* [Entries provided]
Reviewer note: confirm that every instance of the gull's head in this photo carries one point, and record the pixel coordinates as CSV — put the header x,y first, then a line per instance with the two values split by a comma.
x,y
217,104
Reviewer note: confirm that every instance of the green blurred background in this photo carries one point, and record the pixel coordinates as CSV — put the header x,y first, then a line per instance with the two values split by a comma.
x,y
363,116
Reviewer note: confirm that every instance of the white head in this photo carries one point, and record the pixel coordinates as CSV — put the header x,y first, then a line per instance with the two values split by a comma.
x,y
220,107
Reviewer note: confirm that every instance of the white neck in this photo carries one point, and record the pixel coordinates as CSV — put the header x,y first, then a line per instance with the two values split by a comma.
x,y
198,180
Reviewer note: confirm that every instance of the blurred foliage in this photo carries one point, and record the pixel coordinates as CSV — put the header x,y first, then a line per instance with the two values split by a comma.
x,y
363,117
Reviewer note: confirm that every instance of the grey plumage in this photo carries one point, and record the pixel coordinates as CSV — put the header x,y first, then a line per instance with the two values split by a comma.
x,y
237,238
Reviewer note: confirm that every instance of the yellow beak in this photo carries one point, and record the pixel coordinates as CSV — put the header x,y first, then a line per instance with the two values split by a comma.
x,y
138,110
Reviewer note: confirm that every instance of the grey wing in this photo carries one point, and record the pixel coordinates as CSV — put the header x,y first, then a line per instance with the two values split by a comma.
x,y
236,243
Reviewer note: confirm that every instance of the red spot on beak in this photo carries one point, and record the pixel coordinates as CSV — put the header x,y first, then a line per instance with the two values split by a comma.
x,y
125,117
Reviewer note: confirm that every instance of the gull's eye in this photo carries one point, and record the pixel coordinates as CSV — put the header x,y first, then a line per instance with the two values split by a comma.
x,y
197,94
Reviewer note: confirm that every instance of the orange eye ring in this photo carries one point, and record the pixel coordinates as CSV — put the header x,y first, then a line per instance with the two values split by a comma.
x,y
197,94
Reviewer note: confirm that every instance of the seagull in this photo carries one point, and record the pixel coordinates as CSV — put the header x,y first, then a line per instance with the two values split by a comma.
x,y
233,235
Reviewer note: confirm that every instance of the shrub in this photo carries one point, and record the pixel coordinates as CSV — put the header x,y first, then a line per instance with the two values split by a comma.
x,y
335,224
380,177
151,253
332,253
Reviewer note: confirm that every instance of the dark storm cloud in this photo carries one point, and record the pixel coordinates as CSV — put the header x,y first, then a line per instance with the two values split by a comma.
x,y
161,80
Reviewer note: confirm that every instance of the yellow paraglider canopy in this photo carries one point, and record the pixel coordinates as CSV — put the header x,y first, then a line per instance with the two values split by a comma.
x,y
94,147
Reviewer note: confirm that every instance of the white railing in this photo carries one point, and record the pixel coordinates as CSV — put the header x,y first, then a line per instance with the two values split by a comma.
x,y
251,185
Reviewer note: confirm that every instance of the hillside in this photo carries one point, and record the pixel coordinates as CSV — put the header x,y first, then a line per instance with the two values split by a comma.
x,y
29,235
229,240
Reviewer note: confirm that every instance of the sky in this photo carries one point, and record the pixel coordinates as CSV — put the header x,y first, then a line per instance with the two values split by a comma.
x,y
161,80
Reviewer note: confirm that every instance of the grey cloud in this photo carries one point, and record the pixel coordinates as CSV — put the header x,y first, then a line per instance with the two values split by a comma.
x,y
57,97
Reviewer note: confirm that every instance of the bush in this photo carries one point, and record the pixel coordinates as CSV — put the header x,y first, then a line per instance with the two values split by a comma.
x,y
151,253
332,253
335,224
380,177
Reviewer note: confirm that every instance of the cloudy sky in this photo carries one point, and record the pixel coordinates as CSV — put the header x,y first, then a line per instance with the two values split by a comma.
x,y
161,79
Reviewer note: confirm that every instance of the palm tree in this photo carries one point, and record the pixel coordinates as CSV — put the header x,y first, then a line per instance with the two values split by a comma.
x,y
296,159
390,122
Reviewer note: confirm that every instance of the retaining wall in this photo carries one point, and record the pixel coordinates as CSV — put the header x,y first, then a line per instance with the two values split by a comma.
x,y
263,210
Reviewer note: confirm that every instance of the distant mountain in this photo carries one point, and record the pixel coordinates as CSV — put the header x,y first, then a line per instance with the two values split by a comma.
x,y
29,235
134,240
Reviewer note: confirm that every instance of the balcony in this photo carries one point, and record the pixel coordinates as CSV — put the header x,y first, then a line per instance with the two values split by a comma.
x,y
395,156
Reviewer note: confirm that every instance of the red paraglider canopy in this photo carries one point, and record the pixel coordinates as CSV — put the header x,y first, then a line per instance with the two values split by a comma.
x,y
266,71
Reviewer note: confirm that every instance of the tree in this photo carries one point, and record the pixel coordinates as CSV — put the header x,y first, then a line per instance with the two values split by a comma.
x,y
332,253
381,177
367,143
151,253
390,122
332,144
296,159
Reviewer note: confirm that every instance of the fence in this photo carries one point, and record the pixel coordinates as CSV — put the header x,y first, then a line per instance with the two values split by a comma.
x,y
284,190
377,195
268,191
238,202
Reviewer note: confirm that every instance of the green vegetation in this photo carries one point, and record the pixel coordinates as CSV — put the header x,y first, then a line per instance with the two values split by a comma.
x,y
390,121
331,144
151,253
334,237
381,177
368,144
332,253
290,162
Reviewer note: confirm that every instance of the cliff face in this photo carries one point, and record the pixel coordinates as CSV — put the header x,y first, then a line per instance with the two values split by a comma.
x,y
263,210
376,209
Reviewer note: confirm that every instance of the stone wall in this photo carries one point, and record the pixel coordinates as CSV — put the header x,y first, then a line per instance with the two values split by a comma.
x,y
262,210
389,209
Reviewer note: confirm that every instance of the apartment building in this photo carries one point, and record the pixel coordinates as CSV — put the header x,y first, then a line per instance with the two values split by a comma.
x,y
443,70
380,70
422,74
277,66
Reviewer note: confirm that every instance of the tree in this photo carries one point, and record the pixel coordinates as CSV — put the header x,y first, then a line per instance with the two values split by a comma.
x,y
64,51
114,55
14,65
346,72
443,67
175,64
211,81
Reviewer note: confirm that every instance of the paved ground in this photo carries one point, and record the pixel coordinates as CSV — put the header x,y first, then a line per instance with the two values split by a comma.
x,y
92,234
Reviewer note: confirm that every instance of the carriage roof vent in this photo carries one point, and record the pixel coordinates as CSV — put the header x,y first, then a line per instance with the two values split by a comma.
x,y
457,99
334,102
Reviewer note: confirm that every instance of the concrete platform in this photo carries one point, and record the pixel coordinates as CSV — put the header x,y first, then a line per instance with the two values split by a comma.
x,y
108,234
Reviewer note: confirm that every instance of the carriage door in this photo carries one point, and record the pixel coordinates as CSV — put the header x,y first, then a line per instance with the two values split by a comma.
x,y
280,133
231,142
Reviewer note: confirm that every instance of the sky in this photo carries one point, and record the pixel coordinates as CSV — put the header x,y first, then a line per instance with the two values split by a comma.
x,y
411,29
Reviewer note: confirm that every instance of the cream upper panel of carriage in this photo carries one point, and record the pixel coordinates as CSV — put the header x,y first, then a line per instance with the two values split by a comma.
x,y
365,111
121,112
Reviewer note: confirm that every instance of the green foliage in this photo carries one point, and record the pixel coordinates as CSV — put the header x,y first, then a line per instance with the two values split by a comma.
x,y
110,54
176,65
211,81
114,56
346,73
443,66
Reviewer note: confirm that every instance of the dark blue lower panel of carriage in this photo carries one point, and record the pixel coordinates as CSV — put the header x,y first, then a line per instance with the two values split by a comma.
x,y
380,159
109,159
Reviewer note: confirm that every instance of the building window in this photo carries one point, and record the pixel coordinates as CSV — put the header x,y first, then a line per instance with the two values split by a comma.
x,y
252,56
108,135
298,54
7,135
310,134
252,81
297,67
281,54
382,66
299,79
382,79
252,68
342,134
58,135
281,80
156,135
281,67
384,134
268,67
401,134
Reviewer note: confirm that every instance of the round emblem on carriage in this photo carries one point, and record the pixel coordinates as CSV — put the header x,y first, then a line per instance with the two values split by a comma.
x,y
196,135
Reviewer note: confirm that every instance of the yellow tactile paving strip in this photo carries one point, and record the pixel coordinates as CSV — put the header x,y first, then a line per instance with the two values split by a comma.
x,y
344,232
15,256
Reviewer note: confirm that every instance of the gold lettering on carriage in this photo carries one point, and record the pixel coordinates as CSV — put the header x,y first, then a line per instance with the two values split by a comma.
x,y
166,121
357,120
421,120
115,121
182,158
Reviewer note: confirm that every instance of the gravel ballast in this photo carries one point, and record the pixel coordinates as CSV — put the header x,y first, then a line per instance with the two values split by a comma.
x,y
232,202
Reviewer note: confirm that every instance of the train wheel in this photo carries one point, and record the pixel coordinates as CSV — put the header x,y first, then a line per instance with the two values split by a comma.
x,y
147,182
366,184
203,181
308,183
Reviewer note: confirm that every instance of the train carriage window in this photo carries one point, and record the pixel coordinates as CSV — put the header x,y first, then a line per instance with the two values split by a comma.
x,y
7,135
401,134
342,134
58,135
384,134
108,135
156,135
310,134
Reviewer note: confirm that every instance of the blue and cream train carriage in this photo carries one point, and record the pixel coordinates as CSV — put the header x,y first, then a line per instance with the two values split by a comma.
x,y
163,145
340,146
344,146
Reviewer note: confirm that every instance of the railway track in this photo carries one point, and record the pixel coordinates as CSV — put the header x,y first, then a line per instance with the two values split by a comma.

* [Prompt]
Please transcribe only the portion of the material that starts at the line containing "Reviewer note: confirm that every instance of the train wheel" and runs through its last line, inclusive, exactly as given.

* [Reply]
Reviewer note: confirm that every instance of the train wheel in this photo carries one point, and record the pixel coordinates as CSV — put the header x,y first, then a line per instance with the two values split by a comma.
x,y
147,182
366,184
203,181
308,183
Reviewer note: confirm that every instance of the train carriage window in this photo carries one point, and record the pixel coordinates as CSV — put the header x,y first, then a line per instance with the two values split by a comma.
x,y
7,135
401,134
342,134
58,135
384,134
108,135
156,135
310,134
Reviewer note: confirm that every instance of the blue and cream train carriage in this photo carries one point, and record the pixel coordinates as CSV — put the header x,y first, then a line per instance with the two values split by a comma.
x,y
163,145
340,146
344,146
Reviewer note: confirm that every instance of the railway track in this photo carries one point, and record the pixel coordinates as CSV — put the header x,y first, then a line per instance with the two values split by a comma.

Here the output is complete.